- [EXCERPTED PASSAGE]:
Accepted answer

Scala collections are clever things...

Internals of the collection library is one of the more advanced topics in the land of Scala. It involves higher-kinded types, inference, variance, implicits, and the CanBuildFrom mechanism - all to make it incredibly generic, easy to use, and powerful from a user-facing perspective. Understanding it from the point-of-view of an API designer is not a light-hearted task to be taken on by a beginner.

On the other hand, it's incredibly rare that you'll ever actually need to work with collections at this depth.

So let us begin...

With the release of Scala 2.8, the collection library was completely rewritten to remove duplication, a great many methods were moved to just one place so that ongoing maintenance and the addition of new collection methods would be far easier, but it also makes the hierarchy harder to understand.

Take List for example, this inherits from (in turn)

  • LinearSeqOptimised
  • GenericTraversableTemplate
  • LinearSeq
  • Seq
  • SeqLike
  • Iterable
  • IterableLike
  • Traversable
  • TraversableLike
  • TraversableOnce

That's quite a handful! So why this deep hierarchy? Ignoring the XxxLike traits briefly, each tier in that hierarchy adds a little bit of functionality, or provides a more optimised version of inherited functionality (for example, fetching an element by index on a Traversable requires a combination of drop and head operations, grossly inefficient on an indexed sequence). Where possible, all functionality is pushed as far up the hierarchy as it can possibly go, maximising the number of subclasses that can use it and removing duplication.

map is just one such example. The method is implemented in TraversableLike (Though the XxxLike traits only really exist for library designers, so it's generally considered to be a method on Traversable for most intents and purposes - I'll come to that part shortly), and is widely inherited. It's possible to define an optimised version in some subclass, but it must still conform to the same signature. Consider the following uses of map (as also mentioned in the question):

"abcde" map {_.toUpperCase} //returns a String
"abcde" map {_.toInt} // returns an IndexedSeq[Int]
BitSet(1,2,3,4) map {2*} // returns a BitSet
BitSet(1,2,3,4) map {_.toString} // returns a Set[String]

In each case, the output is of the same type as the input wherever possible. When it's not possible, superclasses of the input type are checked until one is found that does offer a valid return type. Getting this right took a lot of work, especially when you consider that String isn't even a collection, it's just implicitly convertible to one.

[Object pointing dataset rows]

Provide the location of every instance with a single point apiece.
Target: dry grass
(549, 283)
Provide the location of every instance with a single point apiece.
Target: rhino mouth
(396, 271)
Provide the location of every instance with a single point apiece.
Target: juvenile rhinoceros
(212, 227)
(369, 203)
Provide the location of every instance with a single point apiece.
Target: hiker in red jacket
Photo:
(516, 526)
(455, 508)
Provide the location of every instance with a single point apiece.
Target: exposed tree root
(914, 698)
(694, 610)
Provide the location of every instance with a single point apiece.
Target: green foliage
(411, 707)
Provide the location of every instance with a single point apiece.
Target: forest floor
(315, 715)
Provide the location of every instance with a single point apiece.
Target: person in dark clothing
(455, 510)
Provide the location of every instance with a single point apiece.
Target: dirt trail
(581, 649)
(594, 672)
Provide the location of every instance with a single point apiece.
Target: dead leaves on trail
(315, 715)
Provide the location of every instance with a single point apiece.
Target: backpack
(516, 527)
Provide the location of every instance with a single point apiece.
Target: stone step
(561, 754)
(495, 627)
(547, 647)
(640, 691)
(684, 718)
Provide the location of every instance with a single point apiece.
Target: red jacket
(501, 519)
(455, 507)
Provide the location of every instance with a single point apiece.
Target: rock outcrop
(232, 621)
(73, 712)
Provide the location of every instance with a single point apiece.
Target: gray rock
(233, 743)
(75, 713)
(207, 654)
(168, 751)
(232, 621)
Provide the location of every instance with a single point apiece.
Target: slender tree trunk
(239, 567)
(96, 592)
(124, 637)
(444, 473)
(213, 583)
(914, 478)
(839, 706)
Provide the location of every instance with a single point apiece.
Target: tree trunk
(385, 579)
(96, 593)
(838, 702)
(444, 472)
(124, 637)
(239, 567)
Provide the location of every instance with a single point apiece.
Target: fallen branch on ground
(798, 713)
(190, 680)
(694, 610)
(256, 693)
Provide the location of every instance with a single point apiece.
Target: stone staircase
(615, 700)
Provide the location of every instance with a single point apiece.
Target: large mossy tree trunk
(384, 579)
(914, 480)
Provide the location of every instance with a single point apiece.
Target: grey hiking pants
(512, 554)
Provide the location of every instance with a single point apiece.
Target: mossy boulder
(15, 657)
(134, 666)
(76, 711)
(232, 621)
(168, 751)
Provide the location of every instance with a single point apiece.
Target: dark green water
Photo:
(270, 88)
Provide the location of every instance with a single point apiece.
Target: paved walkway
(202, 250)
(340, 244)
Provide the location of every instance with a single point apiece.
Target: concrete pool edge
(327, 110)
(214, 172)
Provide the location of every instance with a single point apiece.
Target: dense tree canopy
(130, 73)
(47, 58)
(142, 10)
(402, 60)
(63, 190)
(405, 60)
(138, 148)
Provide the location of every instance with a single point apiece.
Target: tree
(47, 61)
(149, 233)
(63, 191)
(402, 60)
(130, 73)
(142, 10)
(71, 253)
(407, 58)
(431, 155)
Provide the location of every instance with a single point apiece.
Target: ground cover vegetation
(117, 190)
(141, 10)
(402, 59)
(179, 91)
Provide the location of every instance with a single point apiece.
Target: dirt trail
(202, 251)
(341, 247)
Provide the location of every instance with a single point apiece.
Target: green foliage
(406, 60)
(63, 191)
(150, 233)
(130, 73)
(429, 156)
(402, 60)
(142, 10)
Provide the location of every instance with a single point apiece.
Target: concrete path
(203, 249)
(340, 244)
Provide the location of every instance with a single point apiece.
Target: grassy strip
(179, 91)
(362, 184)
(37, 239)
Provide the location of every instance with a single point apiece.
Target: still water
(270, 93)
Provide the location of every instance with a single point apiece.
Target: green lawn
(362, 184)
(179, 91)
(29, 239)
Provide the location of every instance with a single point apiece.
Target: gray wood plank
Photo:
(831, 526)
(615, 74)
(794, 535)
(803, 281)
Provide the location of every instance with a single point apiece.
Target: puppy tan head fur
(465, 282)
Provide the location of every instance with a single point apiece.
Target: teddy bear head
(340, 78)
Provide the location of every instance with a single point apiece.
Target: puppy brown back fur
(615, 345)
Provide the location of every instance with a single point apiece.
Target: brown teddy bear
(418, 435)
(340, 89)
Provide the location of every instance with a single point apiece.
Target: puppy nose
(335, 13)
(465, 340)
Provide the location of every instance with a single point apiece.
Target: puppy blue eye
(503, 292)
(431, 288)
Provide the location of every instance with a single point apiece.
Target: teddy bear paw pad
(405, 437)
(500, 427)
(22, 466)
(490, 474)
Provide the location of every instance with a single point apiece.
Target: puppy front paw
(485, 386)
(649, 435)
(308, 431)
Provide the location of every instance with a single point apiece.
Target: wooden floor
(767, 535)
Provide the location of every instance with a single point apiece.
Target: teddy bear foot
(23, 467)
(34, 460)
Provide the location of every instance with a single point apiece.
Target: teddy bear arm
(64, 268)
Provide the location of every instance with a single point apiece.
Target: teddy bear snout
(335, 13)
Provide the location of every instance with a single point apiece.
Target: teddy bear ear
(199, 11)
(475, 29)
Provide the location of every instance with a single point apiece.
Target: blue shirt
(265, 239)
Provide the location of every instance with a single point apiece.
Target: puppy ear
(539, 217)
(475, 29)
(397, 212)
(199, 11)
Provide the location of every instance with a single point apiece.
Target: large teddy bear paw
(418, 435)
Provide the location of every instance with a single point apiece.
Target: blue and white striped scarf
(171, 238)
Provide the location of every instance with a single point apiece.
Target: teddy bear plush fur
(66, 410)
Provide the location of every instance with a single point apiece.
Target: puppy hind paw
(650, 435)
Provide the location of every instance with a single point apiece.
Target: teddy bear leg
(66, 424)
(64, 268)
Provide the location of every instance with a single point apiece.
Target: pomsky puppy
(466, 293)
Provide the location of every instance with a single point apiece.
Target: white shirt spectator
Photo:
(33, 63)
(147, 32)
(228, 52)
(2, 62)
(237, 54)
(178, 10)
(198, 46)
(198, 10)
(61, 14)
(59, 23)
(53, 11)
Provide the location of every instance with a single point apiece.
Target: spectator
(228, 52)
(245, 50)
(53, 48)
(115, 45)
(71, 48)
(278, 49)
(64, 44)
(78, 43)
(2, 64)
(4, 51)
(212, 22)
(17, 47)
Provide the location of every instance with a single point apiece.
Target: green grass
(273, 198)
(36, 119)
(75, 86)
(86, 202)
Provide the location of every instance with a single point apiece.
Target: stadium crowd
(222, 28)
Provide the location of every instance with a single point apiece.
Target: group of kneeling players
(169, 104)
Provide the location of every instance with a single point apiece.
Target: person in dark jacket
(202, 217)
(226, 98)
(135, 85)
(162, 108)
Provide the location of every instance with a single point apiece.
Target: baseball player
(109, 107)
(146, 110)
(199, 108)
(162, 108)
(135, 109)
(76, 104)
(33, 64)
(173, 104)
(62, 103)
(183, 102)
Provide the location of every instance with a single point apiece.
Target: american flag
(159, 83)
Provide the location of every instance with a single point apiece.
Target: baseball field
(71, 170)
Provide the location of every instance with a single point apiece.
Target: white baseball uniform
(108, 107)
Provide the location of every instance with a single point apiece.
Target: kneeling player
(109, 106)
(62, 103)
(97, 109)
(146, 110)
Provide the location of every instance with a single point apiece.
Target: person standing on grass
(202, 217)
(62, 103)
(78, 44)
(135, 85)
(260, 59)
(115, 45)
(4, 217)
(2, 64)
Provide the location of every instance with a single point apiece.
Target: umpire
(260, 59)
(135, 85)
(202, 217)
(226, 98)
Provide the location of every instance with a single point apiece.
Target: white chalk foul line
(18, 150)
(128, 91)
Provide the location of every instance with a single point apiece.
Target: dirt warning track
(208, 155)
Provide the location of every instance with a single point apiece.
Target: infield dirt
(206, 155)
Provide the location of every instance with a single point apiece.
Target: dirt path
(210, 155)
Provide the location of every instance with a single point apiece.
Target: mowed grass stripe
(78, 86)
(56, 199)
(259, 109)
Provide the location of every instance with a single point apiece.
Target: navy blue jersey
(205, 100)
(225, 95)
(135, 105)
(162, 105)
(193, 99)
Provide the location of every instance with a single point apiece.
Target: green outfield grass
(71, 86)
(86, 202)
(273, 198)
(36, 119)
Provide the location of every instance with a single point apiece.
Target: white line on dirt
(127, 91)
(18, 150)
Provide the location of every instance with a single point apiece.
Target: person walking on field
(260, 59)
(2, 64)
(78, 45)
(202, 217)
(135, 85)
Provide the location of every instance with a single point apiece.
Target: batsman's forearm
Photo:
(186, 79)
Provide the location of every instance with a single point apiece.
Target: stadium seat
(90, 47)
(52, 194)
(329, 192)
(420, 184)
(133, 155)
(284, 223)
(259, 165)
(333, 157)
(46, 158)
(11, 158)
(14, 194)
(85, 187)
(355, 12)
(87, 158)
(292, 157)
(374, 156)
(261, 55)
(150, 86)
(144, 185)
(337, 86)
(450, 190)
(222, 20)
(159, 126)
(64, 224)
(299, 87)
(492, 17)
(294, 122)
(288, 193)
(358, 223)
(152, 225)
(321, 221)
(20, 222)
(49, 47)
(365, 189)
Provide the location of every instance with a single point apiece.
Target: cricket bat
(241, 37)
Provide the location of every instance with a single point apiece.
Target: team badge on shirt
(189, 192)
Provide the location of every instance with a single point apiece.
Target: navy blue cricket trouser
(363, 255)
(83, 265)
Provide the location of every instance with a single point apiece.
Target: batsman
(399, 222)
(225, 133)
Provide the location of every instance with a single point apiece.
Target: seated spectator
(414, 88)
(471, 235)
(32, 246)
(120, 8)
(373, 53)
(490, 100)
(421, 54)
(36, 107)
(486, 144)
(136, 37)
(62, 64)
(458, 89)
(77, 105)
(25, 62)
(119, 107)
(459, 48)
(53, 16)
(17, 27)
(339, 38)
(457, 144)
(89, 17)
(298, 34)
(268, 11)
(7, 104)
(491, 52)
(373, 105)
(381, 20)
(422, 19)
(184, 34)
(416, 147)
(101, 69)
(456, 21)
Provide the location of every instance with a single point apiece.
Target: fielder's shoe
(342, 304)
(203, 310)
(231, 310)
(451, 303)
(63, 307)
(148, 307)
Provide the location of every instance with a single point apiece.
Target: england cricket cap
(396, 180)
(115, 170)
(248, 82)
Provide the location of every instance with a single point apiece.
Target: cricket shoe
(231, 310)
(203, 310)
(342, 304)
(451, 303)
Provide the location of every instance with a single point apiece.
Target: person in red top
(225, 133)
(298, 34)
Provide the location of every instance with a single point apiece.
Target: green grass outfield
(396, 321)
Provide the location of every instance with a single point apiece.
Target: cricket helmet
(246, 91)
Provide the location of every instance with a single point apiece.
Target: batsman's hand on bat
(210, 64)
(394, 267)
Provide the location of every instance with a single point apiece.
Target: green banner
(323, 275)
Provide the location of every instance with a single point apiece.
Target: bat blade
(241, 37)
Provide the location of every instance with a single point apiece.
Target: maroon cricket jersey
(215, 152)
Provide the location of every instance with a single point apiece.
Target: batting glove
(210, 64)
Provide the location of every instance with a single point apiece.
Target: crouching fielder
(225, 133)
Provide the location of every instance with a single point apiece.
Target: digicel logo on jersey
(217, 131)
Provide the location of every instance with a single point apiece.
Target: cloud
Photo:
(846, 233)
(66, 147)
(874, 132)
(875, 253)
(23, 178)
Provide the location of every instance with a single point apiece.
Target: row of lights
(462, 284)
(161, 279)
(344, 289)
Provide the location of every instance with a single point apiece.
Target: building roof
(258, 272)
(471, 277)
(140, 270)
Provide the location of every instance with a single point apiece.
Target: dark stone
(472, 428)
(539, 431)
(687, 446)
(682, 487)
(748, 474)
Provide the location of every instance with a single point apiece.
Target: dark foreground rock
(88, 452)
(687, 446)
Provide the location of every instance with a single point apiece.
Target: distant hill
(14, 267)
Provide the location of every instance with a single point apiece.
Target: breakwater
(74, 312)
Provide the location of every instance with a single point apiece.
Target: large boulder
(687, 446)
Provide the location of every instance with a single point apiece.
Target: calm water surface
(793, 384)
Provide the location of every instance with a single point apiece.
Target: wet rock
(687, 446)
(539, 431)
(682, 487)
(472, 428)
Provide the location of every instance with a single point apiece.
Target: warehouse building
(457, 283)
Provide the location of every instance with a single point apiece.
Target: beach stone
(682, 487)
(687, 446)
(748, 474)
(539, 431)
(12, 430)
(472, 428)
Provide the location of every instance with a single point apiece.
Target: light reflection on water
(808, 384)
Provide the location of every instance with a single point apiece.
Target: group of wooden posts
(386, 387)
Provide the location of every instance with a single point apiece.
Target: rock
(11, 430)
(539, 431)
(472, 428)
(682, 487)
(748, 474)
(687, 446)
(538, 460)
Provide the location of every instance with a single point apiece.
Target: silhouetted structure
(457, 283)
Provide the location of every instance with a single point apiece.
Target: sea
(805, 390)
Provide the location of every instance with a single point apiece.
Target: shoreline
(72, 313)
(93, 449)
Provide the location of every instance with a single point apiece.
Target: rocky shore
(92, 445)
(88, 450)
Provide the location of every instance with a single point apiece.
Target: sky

- [GIVEN EXERCISE 1]: In the Scala collections answer, why is functionality pushed as far up the collection hierarchy as possible? Answer in one to three sentences.
- [GIVEN EXERCISE 2]: Write a continuation of the Scala collections answer, starting right after its last sentence.
None of the lines are needed.

- [EXERCISE RESULT 1]: Pushing functionality as far up the hierarchy as it can go maximizes the number of subclasses that can use it. It also removes duplication.

- [EXERCISE RESULT 2]:
So how is it done?

One half of the puzzle is the XxxLike traits (I did say I'd get to them...), whose main function is to take a Repr type param (short for "Representation") so that they'll know the true subclass actually being operated on. So e.g. TraversableLike is the same as Traversable, but abstracted over the Repr type param. This param is then used by the second half of the puzzle; the CanBuildFrom type class that captures source collection type, target element type and target collection type to be used by collection-transforming operations.

It's easier to explain with an example!

BitSet defines an implicit instance of CanBuildFrom like this:

implicit def canBuildFrom: CanBuildFrom[BitSet, Int, BitSet] = bitsetCanBuildFrom

When compiling BitSet(1,2,3,4) map {2*}, the compiler will attempt an implicit lookup of CanBuildFrom[BitSet, Int, T]

This is the clever part... There's only one implicit in scope that matches the first two type parameters. The first parameter is Repr, as captured by the XxxLike trait, and the second is the element type, as captured by the current collection trait (e.g. Traversable). The map operation is then also parameterised with a type, this type T is inferred based on the third type parameter to the CanBuildFrom instance that was implicitly located. BitSet in this case.

So the first two type parameters to CanBuildFrom are inputs, to be used for implicit lookup, and the third parameter is an output, to be used for inference.

CanBuildFrom in BitSet therefore matches the two types BitSet and Int, so the lookup will succeed, and inferred return type will also be BitSet.

When compiling BitSet(1,2,3,4) map {_.toString}, the compiler will attempt an implicit lookup of CanBuildFrom[BitSet, String, T]. This will fail for the implicit in BitSet, so the compiler will next try its superclass - Set - This contains the implicit:

implicit def canBuildFrom[A]: CanBuildFrom[Coll, A, Set[A]] = setCanBuildFrom[A]

Which matches, because Coll is a type alias that's initialised to be BitSet when BitSet derives from Set. The A will match anything, as canBuildFrom is parameterised with the type A, in this case it's inferred to be String... Thus yielding a return type of Set[String].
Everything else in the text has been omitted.